> **Work to complete**
1 - Using the text on the Taobao village module, decide whether each statement agrees with it: (a) agricultural and open land makes up three quarters of the total service area; (b) the rural plot chosen for detailed spatial analysis measures 10 km2; (c) rural industry is described as large and centralized. Answer yes or no for each and quote the words from the text that decide it.
2 - Extend the text on the Taobao village module, starting after its final sentence.

> **Source document**
____________

THE TAOBAO VILLAGE MODULE
In just a few years has the influence of e-commerce and mobile technology propelled industrialization of villages across the east coast of China and integrated them within the dominant urban economies. This has fuelled rural urbanization, but has also generated vital new sources of livelihood for struggling communities. We’ve set out to develop a rural planning module, that safeguards Pudong’s protected farmland from its intrinsic propensity to urbanize, while embracing the opportunities that arise from being part of the urban economy. The question is, can the countryside modernize without urbanizing further?
To develop the rural module, we have selected a 5 km2 rural plot for detailed spatial analysis. Agricultural and open land comprises three quarters of the total service area. Roads, waterways, facilities, farms, greenhouses and factories together make up a quarter of rural land use — half of which is built-up land, and occupied by approximately 1500 people.
We’ve set out to preserve productive land against anticipated ongoing encroachment of all other urban program and infrastructure. The additional space that is required to offset the impromptu expansion is freed up by consolidating existing scattered industries. However, heavy concrete foundation plates — even under simple tin sheds — make make it expensive to convert these plots back to farmland. In our urban module (under proposal C), we will explore how larger industrial compounds can be compiled into a new R&D strip adjacent to the airport. For the rural context, however, we have investigated a process of remediation. Rural industry is small, scattered and informal, and also constructed on hard-to-demolish baseplates. We aim to reuse these foundations to construct modern greenhouses for intensive farming. The futuristic glass landscape of the Westland next to Rotterdam provides an intriguing reference.

____________

> **Dataset records**
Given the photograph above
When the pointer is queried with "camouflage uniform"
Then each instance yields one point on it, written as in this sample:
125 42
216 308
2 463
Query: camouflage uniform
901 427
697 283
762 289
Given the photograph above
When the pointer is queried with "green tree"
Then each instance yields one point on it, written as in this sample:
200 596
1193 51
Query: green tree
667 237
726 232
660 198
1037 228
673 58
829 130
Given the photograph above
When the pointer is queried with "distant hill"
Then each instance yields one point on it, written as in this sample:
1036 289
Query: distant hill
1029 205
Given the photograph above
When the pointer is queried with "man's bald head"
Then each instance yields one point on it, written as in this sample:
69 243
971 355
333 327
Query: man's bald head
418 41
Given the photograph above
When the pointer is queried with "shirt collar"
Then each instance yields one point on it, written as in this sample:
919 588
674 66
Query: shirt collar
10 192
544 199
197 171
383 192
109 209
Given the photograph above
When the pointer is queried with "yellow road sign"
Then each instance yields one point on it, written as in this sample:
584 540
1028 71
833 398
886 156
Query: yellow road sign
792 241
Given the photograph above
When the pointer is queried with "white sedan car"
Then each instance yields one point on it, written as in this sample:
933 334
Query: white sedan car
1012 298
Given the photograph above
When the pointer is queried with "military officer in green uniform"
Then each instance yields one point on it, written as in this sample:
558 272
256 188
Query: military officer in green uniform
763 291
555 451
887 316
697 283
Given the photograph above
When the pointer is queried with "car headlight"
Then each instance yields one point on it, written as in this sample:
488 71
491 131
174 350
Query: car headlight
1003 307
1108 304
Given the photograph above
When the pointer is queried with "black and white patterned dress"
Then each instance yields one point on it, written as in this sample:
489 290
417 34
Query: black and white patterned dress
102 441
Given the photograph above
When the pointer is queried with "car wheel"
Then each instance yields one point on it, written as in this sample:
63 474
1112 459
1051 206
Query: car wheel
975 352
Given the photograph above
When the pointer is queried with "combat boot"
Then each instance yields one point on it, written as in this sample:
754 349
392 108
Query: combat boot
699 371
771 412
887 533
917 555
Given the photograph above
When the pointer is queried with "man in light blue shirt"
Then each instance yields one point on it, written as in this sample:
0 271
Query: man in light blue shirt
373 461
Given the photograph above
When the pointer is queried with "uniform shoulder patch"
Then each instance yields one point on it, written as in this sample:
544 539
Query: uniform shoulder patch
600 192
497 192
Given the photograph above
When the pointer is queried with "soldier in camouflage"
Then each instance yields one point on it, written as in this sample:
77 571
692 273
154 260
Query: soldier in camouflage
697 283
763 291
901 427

____________

> **Outputs**
1 -
(a) Yes: "Agricultural and open land comprises three quarters of the total service area."
(b) No: "we have selected a 5 km2 rural plot for detailed spatial analysis."
(c) No: "Rural industry is small, scattered and informal, and also constructed on hard-to-demolish baseplates."

2 -
The industry itself is grouped and stacked to form new rural production centers, which are constructed exactly within the existing built-up footprint. The new production hubs combine industrial workshops with other facilities the countryside needs, and have through virtual technology come within reach. The six story hubs, or “Taobao Service Centers” represent an average of rural space requirements and can vary from location to location. Their program includes workshops, education, basic healthcare, urban farming, offices, sports and community center, and a Taobao Station. In addition, every rural module will contain two sustainability hubs; one biomass and one wastewater treatment plant. The greenhouses to- gether with the farming in the Service Hubs provide enough food to make each plot self-sufficient. This makes the Taobao Village typology the cornerstone of urban sustainability. Virtual technology elevates rural lifestyles to that of the city, while increased efficiency through stacking of functions and intensive indoor farming allows Pudong to preserve its farmland.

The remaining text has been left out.